▶ **Description of the task**:
Rewrite all the lines below, swapping each "photo" for "image" and keeping everything else the same. Leave the pictures out of your answer.

▶ **Data rows**:
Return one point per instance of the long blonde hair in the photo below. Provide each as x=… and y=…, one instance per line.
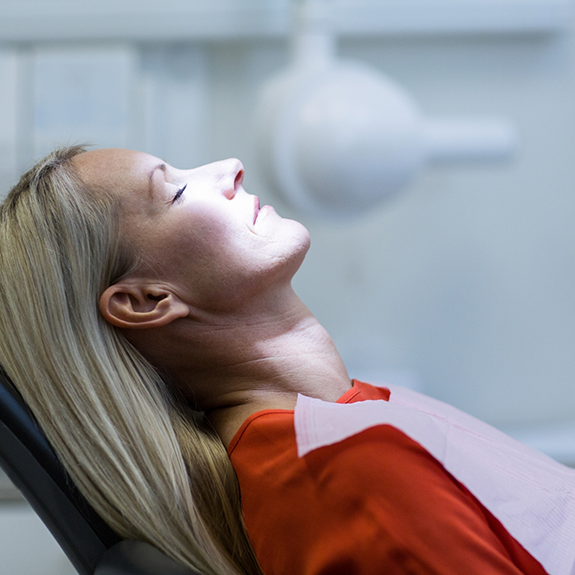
x=140, y=459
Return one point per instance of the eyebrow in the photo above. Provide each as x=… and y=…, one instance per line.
x=151, y=173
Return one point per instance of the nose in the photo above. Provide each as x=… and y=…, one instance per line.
x=232, y=178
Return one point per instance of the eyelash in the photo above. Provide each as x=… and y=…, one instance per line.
x=179, y=193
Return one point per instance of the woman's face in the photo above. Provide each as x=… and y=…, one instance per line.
x=198, y=230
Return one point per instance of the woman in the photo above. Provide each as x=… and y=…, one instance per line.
x=132, y=292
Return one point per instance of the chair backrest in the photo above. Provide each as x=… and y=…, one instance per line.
x=31, y=464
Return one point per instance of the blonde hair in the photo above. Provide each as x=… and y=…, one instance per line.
x=140, y=459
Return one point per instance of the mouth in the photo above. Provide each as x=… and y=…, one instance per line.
x=256, y=208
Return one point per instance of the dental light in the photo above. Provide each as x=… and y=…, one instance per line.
x=336, y=137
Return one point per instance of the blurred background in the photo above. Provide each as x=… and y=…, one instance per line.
x=462, y=285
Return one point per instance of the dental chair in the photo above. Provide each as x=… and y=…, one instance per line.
x=31, y=464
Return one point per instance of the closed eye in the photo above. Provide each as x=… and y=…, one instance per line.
x=179, y=193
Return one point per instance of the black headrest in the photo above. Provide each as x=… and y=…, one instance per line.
x=31, y=464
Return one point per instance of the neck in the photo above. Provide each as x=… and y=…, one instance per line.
x=244, y=363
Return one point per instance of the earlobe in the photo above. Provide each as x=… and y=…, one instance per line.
x=129, y=305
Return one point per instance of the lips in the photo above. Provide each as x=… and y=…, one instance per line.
x=256, y=208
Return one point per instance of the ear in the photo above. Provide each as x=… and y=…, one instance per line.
x=131, y=304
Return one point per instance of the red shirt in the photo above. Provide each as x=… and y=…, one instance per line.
x=376, y=503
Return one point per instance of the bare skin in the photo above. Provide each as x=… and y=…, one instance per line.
x=211, y=303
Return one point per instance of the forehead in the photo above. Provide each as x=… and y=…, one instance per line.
x=115, y=169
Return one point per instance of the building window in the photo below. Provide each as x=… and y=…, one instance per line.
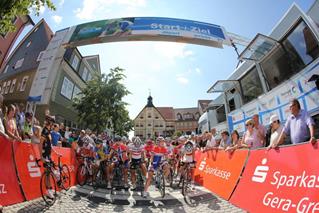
x=231, y=104
x=40, y=55
x=67, y=88
x=89, y=78
x=19, y=63
x=3, y=87
x=76, y=92
x=24, y=83
x=84, y=74
x=6, y=69
x=13, y=85
x=188, y=116
x=75, y=62
x=28, y=44
x=7, y=87
x=299, y=48
x=251, y=85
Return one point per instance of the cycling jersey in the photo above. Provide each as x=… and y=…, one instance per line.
x=46, y=146
x=136, y=151
x=158, y=156
x=148, y=149
x=120, y=150
x=170, y=150
x=102, y=152
x=187, y=151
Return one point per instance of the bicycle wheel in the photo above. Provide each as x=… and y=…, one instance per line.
x=186, y=184
x=99, y=178
x=65, y=177
x=161, y=184
x=48, y=188
x=81, y=175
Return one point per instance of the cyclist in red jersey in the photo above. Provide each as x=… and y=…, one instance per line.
x=157, y=159
x=118, y=155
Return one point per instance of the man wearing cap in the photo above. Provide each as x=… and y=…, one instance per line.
x=261, y=129
x=276, y=129
x=299, y=126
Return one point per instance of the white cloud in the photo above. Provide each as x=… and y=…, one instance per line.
x=61, y=2
x=182, y=80
x=42, y=9
x=171, y=50
x=57, y=19
x=101, y=8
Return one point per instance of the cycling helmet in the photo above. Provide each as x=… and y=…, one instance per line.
x=149, y=142
x=137, y=141
x=159, y=139
x=124, y=139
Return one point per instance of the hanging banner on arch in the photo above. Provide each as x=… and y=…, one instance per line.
x=149, y=29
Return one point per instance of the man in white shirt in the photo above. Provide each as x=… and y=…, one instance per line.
x=211, y=141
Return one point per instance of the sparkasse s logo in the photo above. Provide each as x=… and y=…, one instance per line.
x=260, y=172
x=33, y=168
x=202, y=165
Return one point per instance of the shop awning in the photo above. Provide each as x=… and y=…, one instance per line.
x=223, y=86
x=258, y=48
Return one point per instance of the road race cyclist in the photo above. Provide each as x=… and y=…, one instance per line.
x=118, y=155
x=136, y=156
x=148, y=150
x=102, y=155
x=46, y=148
x=157, y=159
x=187, y=154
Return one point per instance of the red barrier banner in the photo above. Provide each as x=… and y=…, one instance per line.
x=28, y=171
x=68, y=158
x=286, y=179
x=10, y=192
x=219, y=171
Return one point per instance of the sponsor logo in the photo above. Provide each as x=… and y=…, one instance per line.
x=202, y=165
x=213, y=171
x=33, y=168
x=261, y=172
x=2, y=189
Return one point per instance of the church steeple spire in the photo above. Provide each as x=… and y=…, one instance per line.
x=150, y=100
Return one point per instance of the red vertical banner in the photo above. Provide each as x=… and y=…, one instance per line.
x=10, y=192
x=68, y=158
x=28, y=171
x=219, y=171
x=282, y=180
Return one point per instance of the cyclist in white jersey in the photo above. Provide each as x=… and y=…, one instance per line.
x=136, y=156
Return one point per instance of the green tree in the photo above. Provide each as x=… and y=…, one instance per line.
x=101, y=105
x=9, y=9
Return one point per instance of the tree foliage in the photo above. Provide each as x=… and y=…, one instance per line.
x=9, y=9
x=101, y=105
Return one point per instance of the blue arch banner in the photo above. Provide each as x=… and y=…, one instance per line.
x=148, y=29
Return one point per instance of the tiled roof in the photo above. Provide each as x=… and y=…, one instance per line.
x=203, y=104
x=166, y=112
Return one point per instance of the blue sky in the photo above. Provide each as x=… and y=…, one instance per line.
x=177, y=74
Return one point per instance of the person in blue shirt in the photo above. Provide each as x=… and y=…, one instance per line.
x=56, y=136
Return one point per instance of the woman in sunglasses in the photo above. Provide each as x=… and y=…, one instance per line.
x=252, y=137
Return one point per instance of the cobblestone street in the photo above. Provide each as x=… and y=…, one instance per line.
x=83, y=199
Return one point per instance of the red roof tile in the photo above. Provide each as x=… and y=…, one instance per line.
x=166, y=112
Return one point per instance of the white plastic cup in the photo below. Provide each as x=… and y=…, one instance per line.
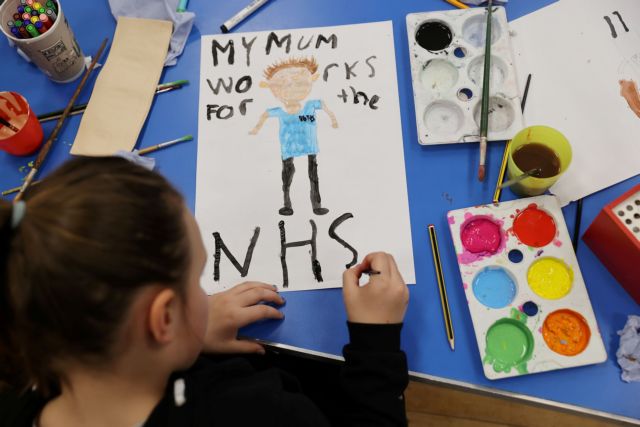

▶ **Problem solution**:
Return one point per instance of the long blonde hair in the image below. Provide each as x=… and y=…, one instance per line.
x=140, y=459
Return one point per instance of the eyebrow in the image above. Provide each as x=… and y=…, one instance per line.
x=151, y=173
Return one point per instance of the nose in the image above. Provide each as x=… and y=…, one instance per line.
x=232, y=178
Return one point per instance of the eyelash in the image above. Provide each as x=… and y=…, one instance per line.
x=179, y=193
Return one point per instance of the woman's face in the image above. Provide each as x=… and y=…, one instance per line.
x=198, y=230
Return one point per instance of the woman in the image above. Provide each as x=… and y=…, one instance per line.
x=132, y=292
Return one point per instance of the chair backrest in the image above. Provide each as x=… and y=…, one instance per line.
x=31, y=464
Return one point per instance of the blonde hair in the image above. Provide each as x=… and y=…, one instance per line.
x=140, y=459
Return one point per instance of the mouth in the image above. Provide each as x=… and y=…, one instance per line.
x=256, y=208
Return one point per instance of the dental light in the image above. Provide each as x=… and y=…, one instance per line.
x=336, y=137
Return one point per instance of the blurred background in the image above. Provide each as x=… and y=…, one instance per line.
x=462, y=285
Return one point per instance of the dental chair in the image above. Provide each as x=… and y=…, one instance per line.
x=31, y=464
Return one point per instance of the closed eye in the image above. Provide each as x=… and y=…, one instance per line.
x=179, y=193
Return one point per instance of the black headrest in the image above. Provide each as x=… and y=…, one instance per line.
x=31, y=464
Return one point per instance of the neck in the image above. Provide each as x=… and y=…, one instance per line.
x=244, y=363
Return one point per instance of the earlobe in the image above. Provide each as x=… and y=…, one instance per line.
x=129, y=305
Return one point per instance of the lips in the image above. Provide each as x=… and y=…, one instance per line.
x=256, y=208
Return one point per instance of the ear in the image above. Provide each as x=… and y=…, one instance per line.
x=131, y=304
Return one point per instance of the red shirt in the image above. Provide each as x=… and y=…, one instance per line.
x=376, y=503
Return one point per instance of the bare skin in the image above. Provide each as x=… and y=…, one instance per line.
x=211, y=303
Return one point per instance of the forehead in the image above. Provide each as x=… and y=…, one instance per line.
x=115, y=169
Return one point per instance of the building window in the image below. Provide each as x=… and y=…, one instance per line.
x=231, y=104
x=40, y=55
x=67, y=88
x=89, y=78
x=19, y=63
x=3, y=87
x=76, y=92
x=24, y=83
x=84, y=74
x=6, y=69
x=13, y=85
x=188, y=116
x=75, y=62
x=28, y=44
x=7, y=87
x=299, y=48
x=251, y=85
Return one point per instance of the cycling jersey in the image above. Provide each as x=… and y=…, one instance per line.
x=46, y=146
x=136, y=151
x=158, y=156
x=148, y=149
x=120, y=150
x=170, y=150
x=102, y=152
x=187, y=151
Return one point per instance of the bicycle wheel in the image above. Provide each as x=… and y=…, one instance per line.
x=186, y=184
x=99, y=178
x=65, y=177
x=161, y=184
x=48, y=188
x=81, y=175
Return one point per instance of the cyclist in red jersey in the image above. Provide each as x=… and y=…, one instance per line.
x=157, y=159
x=118, y=155
Return one point per instance of the man wearing cap in the image above. Provide each as x=… and y=…, one instance per line.
x=261, y=129
x=276, y=129
x=299, y=126
Return one point per instance of the white cloud in the image above. Provide each as x=… and y=…, one instance per line.
x=61, y=2
x=182, y=80
x=42, y=9
x=171, y=50
x=57, y=19
x=101, y=8
Return one point per instance of the cycling helmet in the image above. Provide each as x=… and y=…, one instance per line.
x=149, y=142
x=137, y=141
x=159, y=139
x=124, y=139
Return one point per instance of the hanging banner on arch in the image above. Provide each as x=… and y=…, one instance per line.
x=149, y=29
Return one point per instance of the man in white shirt in the image above. Provide each as x=… and y=…, one instance per line.
x=211, y=141
Return one point per instance of the sparkasse s logo in the image above. Provide each as x=… and y=…, one instance per line.
x=260, y=172
x=33, y=168
x=202, y=165
Return one point per instance of the shop awning in the image above. Provide each as x=… and y=…, one instance per line.
x=223, y=86
x=258, y=48
Return one point per instance of the road race cyclist in the image above. Provide each as x=… and y=…, one instance per line.
x=118, y=155
x=136, y=156
x=148, y=150
x=102, y=155
x=46, y=148
x=157, y=159
x=187, y=154
Return one point per instance of the red barrier banner in the image above. Provide each as x=… and y=…, one instance per line.
x=28, y=171
x=68, y=158
x=286, y=179
x=10, y=192
x=219, y=171
Return one point per instance of the sponsor logo in the image above. Provide each as x=… and y=…, one instance per line.
x=202, y=165
x=213, y=171
x=33, y=168
x=261, y=172
x=2, y=189
Return one point per instance of the church steeple spire in the image above. Provide each as x=… and y=…, one instance per line.
x=150, y=100
Return one point per instance of the red vertical banner in the image above. Provide each as x=… and y=…, one instance per line.
x=10, y=192
x=68, y=158
x=28, y=171
x=219, y=171
x=282, y=180
Return one point per instance of the cyclist in white jersey in the image above. Provide each as x=… and y=…, one instance per line.
x=136, y=156
Return one point per instance of the green tree in the image above. Provide each as x=… and y=…, one instance per line.
x=101, y=105
x=9, y=9
Return one point per instance of the tree foliage in the image above. Provide each as x=… and y=…, one instance per line.
x=9, y=9
x=101, y=105
Return one point per instance of the blue arch banner in the image above. Provide each as x=… and y=…, one instance per line.
x=148, y=29
Return one point per instance of the tiled roof in the image above. Provide each as x=… and y=…, one instance per line.
x=203, y=104
x=166, y=112
Return one point per instance of the blue sky in the image above. Provide each as x=… and y=…, one instance per line.
x=177, y=74
Return one point per instance of the person in blue shirt in the image above. Provide each as x=… and y=…, one instance per line.
x=56, y=136
Return one point per instance of the woman in sunglasses in the image above. Provide each as x=… and y=…, one instance per line.
x=252, y=137
Return one point per instance of the cobblestone street in the image above. Provide each as x=… and y=…, one instance per line.
x=83, y=199
Return one point per instance of the red roof tile in the image above. Provide each as x=… and y=…, one instance per line.
x=166, y=112
Return one point per instance of the white plastic cup in the image below. Provide each as x=… and y=…, one instance per line.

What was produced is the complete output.